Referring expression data

★ ★ ★ ★

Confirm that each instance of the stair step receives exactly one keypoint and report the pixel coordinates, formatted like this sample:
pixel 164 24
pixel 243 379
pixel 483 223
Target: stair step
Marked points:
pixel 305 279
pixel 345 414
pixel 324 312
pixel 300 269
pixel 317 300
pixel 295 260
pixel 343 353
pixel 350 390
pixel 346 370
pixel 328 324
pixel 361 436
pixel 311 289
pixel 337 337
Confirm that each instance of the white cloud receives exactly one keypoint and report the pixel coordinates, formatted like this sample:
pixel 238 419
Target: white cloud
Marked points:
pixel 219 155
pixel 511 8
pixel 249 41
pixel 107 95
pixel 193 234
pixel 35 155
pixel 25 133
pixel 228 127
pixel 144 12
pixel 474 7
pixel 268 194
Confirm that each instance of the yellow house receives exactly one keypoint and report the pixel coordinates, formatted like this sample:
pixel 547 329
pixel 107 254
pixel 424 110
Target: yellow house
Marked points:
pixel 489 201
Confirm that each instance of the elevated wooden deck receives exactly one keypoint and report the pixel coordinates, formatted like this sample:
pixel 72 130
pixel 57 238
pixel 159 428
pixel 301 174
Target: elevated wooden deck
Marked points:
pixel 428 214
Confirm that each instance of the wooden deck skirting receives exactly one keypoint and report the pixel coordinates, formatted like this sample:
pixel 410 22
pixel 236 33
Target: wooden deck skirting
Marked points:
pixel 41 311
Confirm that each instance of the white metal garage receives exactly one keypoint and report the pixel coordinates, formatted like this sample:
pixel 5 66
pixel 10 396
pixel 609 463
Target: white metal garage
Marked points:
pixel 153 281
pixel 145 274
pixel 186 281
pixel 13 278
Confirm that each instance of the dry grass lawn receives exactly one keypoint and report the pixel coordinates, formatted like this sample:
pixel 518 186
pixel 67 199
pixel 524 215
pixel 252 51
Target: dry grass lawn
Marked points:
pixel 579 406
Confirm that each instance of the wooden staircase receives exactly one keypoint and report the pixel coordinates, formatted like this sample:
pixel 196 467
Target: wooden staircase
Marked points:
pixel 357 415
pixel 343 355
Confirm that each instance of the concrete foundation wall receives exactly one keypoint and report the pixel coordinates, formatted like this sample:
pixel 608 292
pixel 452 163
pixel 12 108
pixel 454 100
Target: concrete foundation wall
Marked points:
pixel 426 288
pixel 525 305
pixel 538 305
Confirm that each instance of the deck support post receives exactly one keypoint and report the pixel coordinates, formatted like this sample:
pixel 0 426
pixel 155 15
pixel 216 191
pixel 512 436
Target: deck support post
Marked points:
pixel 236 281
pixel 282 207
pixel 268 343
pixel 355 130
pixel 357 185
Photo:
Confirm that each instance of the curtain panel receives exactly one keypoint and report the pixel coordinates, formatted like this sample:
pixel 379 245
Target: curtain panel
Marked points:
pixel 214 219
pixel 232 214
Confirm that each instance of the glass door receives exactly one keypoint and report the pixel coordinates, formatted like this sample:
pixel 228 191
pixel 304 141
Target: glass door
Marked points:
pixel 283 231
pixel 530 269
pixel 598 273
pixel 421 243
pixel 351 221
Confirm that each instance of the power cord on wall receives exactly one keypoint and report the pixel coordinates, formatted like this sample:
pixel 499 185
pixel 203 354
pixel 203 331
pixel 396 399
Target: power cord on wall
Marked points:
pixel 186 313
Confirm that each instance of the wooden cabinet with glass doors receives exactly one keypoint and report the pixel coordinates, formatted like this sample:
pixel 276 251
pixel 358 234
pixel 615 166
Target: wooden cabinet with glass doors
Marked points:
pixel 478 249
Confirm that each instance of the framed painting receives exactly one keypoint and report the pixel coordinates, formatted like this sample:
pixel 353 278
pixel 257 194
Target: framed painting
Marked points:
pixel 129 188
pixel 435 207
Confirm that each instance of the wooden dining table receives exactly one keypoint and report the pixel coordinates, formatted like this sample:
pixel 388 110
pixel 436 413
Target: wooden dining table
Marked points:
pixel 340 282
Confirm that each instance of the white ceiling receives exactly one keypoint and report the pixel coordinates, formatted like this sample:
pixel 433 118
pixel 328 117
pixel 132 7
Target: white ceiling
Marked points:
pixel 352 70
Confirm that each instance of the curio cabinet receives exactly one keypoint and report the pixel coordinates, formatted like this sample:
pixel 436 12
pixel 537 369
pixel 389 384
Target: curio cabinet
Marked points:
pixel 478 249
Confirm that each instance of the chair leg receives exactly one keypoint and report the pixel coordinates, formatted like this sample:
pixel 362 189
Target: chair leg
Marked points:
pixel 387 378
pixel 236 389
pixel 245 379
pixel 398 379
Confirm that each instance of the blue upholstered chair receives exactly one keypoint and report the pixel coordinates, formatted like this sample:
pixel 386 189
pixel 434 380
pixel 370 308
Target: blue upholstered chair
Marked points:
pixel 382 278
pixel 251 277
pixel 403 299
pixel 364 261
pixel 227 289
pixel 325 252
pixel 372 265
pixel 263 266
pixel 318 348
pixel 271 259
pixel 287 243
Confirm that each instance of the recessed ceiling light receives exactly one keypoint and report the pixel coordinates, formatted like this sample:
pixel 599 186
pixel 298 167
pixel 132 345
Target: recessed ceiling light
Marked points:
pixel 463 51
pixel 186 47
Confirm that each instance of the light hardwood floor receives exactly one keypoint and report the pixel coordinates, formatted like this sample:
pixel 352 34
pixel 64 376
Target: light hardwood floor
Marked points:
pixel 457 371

★ ★ ★ ★

**What is needed:** The word is "step". Copy every line above where it appears.

**Output for this exercise:**
Confirm that each instance of the stair step receives exactly one keypoint and report the pixel coordinates, formatted like this sample:
Target: stair step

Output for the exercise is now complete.